(Data excerpts)
+++
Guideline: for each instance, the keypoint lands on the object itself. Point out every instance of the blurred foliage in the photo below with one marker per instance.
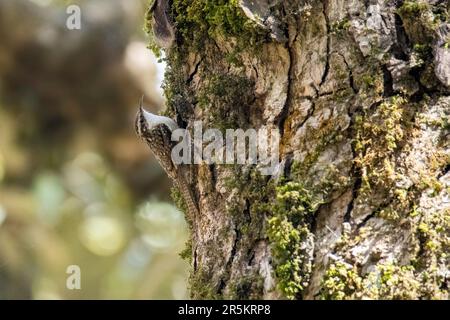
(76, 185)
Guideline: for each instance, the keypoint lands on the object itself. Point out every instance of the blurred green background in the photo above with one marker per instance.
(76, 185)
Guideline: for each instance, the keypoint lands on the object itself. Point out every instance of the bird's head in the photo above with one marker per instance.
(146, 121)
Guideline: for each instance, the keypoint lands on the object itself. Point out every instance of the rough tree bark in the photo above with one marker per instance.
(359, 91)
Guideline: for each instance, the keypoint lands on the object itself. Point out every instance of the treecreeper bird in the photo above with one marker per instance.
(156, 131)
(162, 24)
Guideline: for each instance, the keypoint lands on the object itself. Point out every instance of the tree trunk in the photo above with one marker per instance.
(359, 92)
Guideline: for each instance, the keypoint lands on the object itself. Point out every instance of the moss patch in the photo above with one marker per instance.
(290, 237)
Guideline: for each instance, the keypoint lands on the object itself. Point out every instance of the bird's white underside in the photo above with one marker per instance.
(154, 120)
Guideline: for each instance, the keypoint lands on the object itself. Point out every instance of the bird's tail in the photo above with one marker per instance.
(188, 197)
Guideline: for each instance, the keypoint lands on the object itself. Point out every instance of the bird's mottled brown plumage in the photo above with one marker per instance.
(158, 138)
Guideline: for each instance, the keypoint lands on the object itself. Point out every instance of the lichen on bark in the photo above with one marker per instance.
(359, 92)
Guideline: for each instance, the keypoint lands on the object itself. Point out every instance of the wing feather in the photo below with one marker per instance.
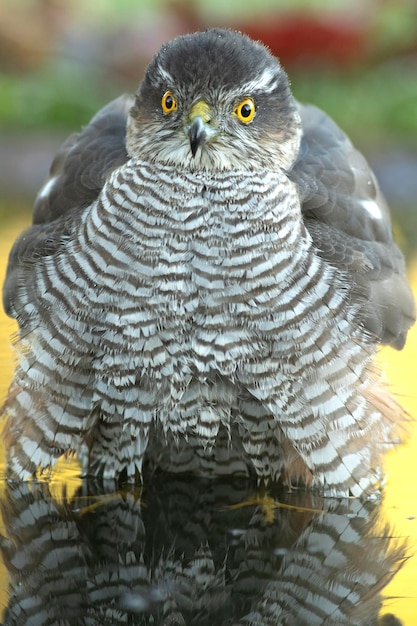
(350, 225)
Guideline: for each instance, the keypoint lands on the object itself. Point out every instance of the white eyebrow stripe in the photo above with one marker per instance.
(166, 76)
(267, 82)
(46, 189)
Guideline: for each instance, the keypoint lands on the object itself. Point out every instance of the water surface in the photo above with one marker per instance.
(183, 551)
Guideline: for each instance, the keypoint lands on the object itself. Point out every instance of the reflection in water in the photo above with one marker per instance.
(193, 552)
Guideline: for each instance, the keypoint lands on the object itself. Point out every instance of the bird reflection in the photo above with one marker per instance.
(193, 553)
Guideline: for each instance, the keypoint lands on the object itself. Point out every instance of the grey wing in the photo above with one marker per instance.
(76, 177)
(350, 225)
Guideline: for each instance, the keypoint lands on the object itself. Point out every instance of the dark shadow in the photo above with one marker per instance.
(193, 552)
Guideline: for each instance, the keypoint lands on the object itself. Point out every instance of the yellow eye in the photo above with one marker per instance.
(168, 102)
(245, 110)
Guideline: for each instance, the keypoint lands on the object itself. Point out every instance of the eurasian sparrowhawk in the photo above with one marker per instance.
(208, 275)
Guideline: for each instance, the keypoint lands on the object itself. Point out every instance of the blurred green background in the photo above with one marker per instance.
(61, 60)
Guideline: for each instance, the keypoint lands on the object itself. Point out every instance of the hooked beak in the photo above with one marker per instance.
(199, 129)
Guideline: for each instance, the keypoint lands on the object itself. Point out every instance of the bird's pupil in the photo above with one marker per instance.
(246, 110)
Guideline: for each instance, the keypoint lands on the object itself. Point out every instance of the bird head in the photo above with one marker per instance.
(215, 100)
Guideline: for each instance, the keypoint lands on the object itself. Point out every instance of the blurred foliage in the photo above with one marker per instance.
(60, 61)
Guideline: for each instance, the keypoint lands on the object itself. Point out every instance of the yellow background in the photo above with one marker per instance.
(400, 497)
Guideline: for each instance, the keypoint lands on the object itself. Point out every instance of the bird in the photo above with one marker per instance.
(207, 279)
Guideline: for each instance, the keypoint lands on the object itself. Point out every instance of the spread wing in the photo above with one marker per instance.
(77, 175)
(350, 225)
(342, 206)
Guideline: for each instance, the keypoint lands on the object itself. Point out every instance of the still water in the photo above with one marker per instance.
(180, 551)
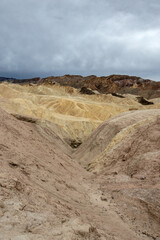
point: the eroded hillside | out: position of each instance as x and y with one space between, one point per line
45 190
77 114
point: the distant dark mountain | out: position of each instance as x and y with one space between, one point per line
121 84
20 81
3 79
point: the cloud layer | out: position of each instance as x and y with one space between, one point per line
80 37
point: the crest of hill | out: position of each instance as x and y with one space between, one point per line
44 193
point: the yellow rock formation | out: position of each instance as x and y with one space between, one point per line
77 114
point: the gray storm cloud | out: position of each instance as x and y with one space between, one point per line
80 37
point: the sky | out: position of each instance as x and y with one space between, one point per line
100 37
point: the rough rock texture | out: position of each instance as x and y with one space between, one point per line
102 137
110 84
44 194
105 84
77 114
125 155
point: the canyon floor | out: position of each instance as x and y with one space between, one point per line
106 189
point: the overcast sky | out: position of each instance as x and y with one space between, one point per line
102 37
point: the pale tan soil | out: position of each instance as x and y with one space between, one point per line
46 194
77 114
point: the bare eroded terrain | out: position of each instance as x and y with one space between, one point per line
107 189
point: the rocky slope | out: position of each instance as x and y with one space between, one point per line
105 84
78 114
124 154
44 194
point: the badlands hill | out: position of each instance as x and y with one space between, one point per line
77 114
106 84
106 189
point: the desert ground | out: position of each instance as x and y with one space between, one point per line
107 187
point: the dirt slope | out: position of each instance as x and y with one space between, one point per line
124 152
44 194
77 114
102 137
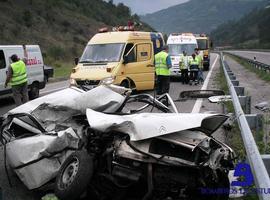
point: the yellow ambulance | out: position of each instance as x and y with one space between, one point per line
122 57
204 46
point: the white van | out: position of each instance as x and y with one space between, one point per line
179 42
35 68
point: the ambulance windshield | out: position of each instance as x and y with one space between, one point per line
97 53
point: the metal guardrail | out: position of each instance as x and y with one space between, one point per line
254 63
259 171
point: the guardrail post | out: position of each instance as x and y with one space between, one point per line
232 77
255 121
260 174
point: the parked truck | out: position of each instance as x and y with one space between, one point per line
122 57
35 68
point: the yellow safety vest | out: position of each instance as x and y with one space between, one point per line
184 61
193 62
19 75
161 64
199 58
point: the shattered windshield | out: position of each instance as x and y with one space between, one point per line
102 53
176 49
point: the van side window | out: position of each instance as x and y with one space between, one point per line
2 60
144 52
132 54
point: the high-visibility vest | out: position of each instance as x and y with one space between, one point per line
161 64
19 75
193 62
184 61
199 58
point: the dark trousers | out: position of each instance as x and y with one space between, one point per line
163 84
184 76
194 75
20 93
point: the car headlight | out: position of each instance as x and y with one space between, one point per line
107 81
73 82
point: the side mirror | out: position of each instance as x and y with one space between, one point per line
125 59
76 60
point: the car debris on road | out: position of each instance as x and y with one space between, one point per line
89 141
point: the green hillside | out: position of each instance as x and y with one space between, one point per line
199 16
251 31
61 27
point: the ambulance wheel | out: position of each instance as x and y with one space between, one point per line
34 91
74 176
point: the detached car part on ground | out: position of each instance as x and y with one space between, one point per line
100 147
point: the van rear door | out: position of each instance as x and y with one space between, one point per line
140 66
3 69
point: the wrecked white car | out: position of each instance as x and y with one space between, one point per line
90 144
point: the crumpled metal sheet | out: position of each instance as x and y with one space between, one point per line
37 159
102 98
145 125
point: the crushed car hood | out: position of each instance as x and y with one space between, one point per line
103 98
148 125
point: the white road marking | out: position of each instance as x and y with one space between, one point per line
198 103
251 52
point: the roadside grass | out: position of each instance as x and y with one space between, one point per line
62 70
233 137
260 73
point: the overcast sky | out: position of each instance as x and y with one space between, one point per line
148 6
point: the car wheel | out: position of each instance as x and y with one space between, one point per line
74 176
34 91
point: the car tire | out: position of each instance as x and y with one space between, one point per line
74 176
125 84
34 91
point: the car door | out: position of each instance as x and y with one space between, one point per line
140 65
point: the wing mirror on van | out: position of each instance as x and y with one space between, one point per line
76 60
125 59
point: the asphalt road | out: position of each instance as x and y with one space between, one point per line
+++
_What this task involves:_ Quote every record above exactly, omitting any pictures they contain.

_Expected output:_
Guideline: for each instance, the keypoint lands on the object itself. Point out every instance of the blurred foliage in the photo below with one marker per instance.
(76, 185)
Guideline: for each instance, the keypoint lands on the object itself. Point out every instance of the blurred green background in the photo above with one marker per instance.
(76, 185)
Guideline: for each instance, the keypoint lands on the object itself. Point out every instance of the bird's head in the photo above with one marker per instance.
(146, 121)
Guideline: for each instance, the keypoint lands on the object itself. Point out every instance of the rough tree bark in the photo above with one marker per instance.
(359, 91)
Guideline: for each instance, the keypoint lands on the object itself. Point out every instance of the treecreeper bird in the photo above with one marker per instance.
(156, 131)
(162, 24)
Guideline: for each instance, the keypoint lands on the object itself. Point out every instance of the tree trunk in the photo above with one marker per instance.
(359, 92)
Guideline: for each instance, the keypoint lands on the object itself. Point out every instance of the moss patch in the photo above with one marker per instance.
(290, 237)
Guideline: for each instance, the keypoint lands on the object itself. Point out every instance of the bird's white underside in the photo above with one marker per instance.
(154, 120)
Guideline: for each instance, the keypoint lands on the object itself. Point out every instance of the bird's tail in the photo above with one marker per instance.
(188, 197)
Guideline: for each instance, the keypoint lands on the object itself. Point out every instance of the bird's mottled brown plumage in the photo above with one marker per instance.
(158, 138)
Guideline: for each instance, the keypoint lands on the object itself. Point out every instance of the lichen on bark in the photo above with one marker per instance.
(359, 92)
Guideline: for each instance, the keypoint lands on the object itself. Point out every instance of the wing feather in the photo below with one marker per instance.
(350, 225)
Guideline: for each instance, the keypoint lands on the object itself. Point out every instance of the white eyebrow stripe in the photo above with one marker per instance.
(166, 76)
(267, 82)
(46, 189)
Guideline: for each instance, the keypoint lands on the object itself. Point out every instance of the water surface in the photo above with one marker per instance.
(183, 551)
Guideline: for each instance, the keypoint lands on the object itself. Point out every instance of the reflection in water in the photo above with one marker per instance.
(193, 552)
Guideline: for each instance, the keypoint lands on the object itself. Point out every instance of the bird reflection in the photo above with one marker per instance.
(193, 553)
Guideline: for each instance, the keypoint lands on the object itself. Point out every instance of the grey wing in the photo above with one marker per instance.
(76, 177)
(350, 225)
Guideline: for each instance, the keypoint lands on the object itself. Point out every instance of the dark shadow in the photo above with one marker per instance.
(193, 552)
Guideline: for each instance, the keypoint lands on the object itself. Point out every instance of the yellow eye in the photo above with one marker per instance.
(168, 102)
(245, 110)
Guideline: for each instance, the keypoint lands on the object itself. Point out every instance of the eurasian sparrowhawk in the photo above with one marker per instance.
(208, 275)
Guideline: for each instance, the keypoint lands on the object itself. Point out every instance of the blurred green background in the photo above with one marker per instance.
(61, 60)
Guideline: for each instance, the keypoint lands on the object itself. Point out every instance of the hooked beak in the photo above with one marker per instance.
(199, 129)
Guideline: for each instance, the keypoint lands on the object itself. Point out every instance of the bird's pupil in the photo above with one marker per instance.
(246, 110)
Guideline: for each instance, the keypoint lands on the object itself. Point out every instance of the bird head in the photo above with one marker per instance.
(215, 100)
Guideline: for each instance, the keypoint lands on the object itself. Point out every instance of the blurred foliage in the photo above with one marker per instance.
(60, 61)
Guideline: for each instance, the keypoint lands on the object itself. Point out every instance of the yellow background in the photo above with one marker per instance.
(400, 497)
Guideline: for each instance, the keypoint lands on the object itself. Point out every instance of the bird in the photo above with one marker per instance.
(207, 279)
Guideline: for each instance, the keypoint lands on the object itself. Point out every instance of the spread wing in the photo above with one marker per instance.
(77, 175)
(350, 225)
(342, 206)
Guideline: for each instance, the keypoint lands on the object itself. Point out every instance of the still water in the photo above with one marker per instance.
(180, 551)
point: the eroded hillside | out: position of each instance as x and y with one space between, one point per line
45 190
77 114
point: the distant dark mountain | out: position of each instance as x and y with one space between, one point per line
121 84
20 81
3 79
point: the cloud layer | out: position of each instance as x and y with one space between, one point per line
80 37
point: the crest of hill | out: position of each instance as x and y with one space between, one point per line
44 193
point: the yellow rock formation | out: position of each instance as x and y with one space between, one point per line
77 114
point: the gray storm cloud | out: position of each instance as x and y with one space between, one point per line
80 37
point: the sky | out: position of each instance as x and y with one space between, one point per line
100 37
point: the rough rock texture | out: position of each instance as x and y with one space between, one point per line
102 137
110 84
44 194
105 84
77 114
125 155
point: the canyon floor | out: position of each instance as x and y with one space between, one point per line
106 189
point: the overcast sky | out: position of each instance as x and y with one space between, one point per line
102 37
point: the pale tan soil | out: position of each instance as x and y with one space between, one point per line
46 194
77 114
point: the bare eroded terrain | out: position of each instance as x and y with one space between, one point per line
107 189
point: the rocky slope | out: position of each instance as x and y with one space between, one point per line
105 84
78 114
124 154
44 194
point: the badlands hill | out: position of each instance as x and y with one space between, one point per line
77 114
106 84
106 189
point: the desert ground | out: position of each instance as x and y with one space between, one point per line
107 187
point: the dirt slope | out: position of each instance as x and y with one space between, one point per line
124 152
44 194
77 114
102 137
point: the yellow ambulance | out: position of each instance as x and y with one space between, one point per line
122 57
204 46
point: the white van | out: position of each instance as x and y with one space between, one point per line
179 42
35 68
point: the ambulance windshield | out: position of each instance as x and y with one space between, one point per line
97 53
point: the metal guardrail | out: position of each instance as x and y with one space between, one point per line
254 63
259 171
point: the guardrail post | out: position of each instance as x and y with one space between, one point per line
232 77
255 121
260 174
point: the parked truck | out: position of each instance as x and y with one space between, one point per line
122 57
35 68
point: the yellow safety vest | out: position of each instance as x and y with one space between, one point per line
184 61
193 62
19 75
161 64
199 58
point: the shattered windshield | out: position of each instance as x and y with one space between, one point per line
102 53
176 49
point: the van side window | out: position of each instance as x and y with one space between, one point per line
2 60
144 52
132 54
point: the high-visibility vest | out: position of each instance as x and y with one space between, one point per line
161 64
19 75
193 62
184 61
199 58
point: the dark trousers | out: position of each instance as x and y with one space between, one point per line
163 84
184 76
194 75
20 93
point: the car headlight | out: position of each instance as x and y with one space between, one point per line
107 81
73 82
point: the side mirror | out: position of each instance as x and y with one space between, one point per line
125 59
76 60
point: the car debris on road | out: position of each instance as x and y with one space between, one point per line
89 141
point: the green hillside | out: position of each instance as x and y with one space between, one point per line
199 16
251 31
61 27
point: the ambulance wheel | out: position of each instance as x and y with one space between, one point per line
34 91
74 176
point: the detached car part on ground | out: position of each instance as x and y with one space between, one point per line
100 147
point: the van rear door | out: position of each instance as x and y with one space between, one point per line
140 66
3 69
point: the wrecked white car | out: position of each instance as x and y with one space between, one point per line
90 144
point: the crumpled metal sheet | out: position of each instance as x and y with one space between, one point per line
37 159
102 98
145 125
point: the crushed car hood | out: position of each instance as x and y with one space between, one point per line
103 98
148 125
point: the white road marking | out: position of each instance as x and y with one space between, one point per line
198 103
251 52
point: the roadside grass | out: position of each instance as x and y with one space between, one point per line
62 70
233 137
260 73
point: the overcast sky | out: position of each instance as x and y with one space between, one point per line
148 6
point: the car wheel | out: position of each instance as x and y with one space between, one point per line
74 176
34 91
point: the car tire | out: position of each instance as x and y with one space between, one point per line
74 176
125 84
34 91
point: the car door | out: position of each instance as x and y with one space between, one point per line
140 65
point: the wing mirror on van | out: position of each instance as x and y with one space between, one point per line
76 60
125 59
point: the asphalt road | out: position of each instance as x and y with one space between, one point per line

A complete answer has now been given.